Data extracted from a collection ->
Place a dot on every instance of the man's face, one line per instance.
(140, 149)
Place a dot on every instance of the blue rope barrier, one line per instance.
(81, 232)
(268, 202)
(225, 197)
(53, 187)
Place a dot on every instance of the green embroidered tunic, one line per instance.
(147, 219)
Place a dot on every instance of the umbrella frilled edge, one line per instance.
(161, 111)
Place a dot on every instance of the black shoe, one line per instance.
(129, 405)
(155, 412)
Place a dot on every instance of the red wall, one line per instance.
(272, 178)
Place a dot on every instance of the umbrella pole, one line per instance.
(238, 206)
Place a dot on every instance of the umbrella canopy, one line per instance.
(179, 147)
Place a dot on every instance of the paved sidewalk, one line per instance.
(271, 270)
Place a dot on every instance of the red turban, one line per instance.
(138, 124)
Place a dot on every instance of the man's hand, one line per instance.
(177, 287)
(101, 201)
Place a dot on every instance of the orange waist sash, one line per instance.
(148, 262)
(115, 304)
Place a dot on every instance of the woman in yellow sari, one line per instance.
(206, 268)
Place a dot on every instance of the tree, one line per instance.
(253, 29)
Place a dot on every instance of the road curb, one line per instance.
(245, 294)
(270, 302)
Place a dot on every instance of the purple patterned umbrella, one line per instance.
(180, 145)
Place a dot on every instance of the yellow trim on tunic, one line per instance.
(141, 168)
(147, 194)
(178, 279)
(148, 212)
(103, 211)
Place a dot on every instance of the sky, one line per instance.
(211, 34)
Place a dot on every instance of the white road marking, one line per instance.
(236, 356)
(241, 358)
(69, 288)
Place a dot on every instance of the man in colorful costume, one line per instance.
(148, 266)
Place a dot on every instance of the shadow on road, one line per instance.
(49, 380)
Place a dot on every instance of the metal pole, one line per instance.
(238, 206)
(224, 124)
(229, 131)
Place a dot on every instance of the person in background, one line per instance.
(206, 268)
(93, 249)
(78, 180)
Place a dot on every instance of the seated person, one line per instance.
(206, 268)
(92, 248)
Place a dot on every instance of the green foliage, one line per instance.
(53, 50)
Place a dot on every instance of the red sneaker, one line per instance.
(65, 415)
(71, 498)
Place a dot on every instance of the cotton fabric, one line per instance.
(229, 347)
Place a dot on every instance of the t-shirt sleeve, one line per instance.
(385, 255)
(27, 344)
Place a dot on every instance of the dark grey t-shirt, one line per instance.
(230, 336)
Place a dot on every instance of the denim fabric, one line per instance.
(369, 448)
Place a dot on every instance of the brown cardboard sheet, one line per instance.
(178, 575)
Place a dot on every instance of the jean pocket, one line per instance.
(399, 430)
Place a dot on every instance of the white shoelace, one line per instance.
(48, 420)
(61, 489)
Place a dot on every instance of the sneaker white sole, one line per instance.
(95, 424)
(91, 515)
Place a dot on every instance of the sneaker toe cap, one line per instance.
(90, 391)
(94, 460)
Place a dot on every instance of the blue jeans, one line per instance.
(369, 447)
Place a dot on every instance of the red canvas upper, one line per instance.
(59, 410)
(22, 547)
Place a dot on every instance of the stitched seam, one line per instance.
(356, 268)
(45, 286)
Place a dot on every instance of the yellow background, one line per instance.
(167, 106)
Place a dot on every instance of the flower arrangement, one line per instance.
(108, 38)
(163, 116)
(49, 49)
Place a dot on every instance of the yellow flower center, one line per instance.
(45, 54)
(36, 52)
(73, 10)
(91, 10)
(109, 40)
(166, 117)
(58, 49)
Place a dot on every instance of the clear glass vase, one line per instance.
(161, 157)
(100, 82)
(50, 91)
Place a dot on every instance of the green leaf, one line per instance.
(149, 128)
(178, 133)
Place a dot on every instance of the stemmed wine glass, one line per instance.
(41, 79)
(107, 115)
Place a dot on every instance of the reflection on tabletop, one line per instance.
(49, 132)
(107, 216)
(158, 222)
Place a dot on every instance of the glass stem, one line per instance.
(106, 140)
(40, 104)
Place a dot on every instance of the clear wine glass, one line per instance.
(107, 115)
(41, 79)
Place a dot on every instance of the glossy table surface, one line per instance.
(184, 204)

Exercise instructions -> Restate word for word the lines from the one holding "Place a dot on every instance of the sneaker toe" to the end of the listing, both ends included, and nothing more.

Correct output ->
Place a dot on every instance of the sneaker toe cap, one line per instance.
(90, 391)
(94, 460)
Place a dot on every instance of the blue jeans, one line per instance.
(369, 447)
Place a dot on every instance of the red canvas upper, one line per instance.
(59, 410)
(22, 547)
Place a dot on every instance of the stitched seam, one line per instance.
(356, 268)
(45, 286)
Place a dot on every instance of the yellow background, one line per instance.
(167, 106)
Place a dot on every instance of the flower arrangement, one line per instance.
(108, 38)
(163, 116)
(49, 49)
Place a dot on every instance of the yellow flower center, one line per instance.
(45, 54)
(36, 52)
(73, 10)
(91, 10)
(109, 40)
(166, 117)
(58, 49)
Place a dot on every instance of the clear glass vase, one line per instance.
(161, 157)
(100, 82)
(50, 91)
Place a dot on every instance of the green leaf, one line per instance.
(149, 128)
(178, 133)
Place a dot on every instance of the stemmed wine glass, one line per instance.
(41, 79)
(107, 115)
Place a dot on every instance of the reflection on tabletop, one line per instance.
(49, 132)
(107, 216)
(158, 222)
Place a dot on every instance of the glass stem, one line per instance.
(106, 140)
(40, 104)
Place a dot on every instance of the clear wine glass, one line per instance.
(107, 115)
(41, 79)
Place a dot on every instance of the glossy table surface, one line per instance.
(184, 204)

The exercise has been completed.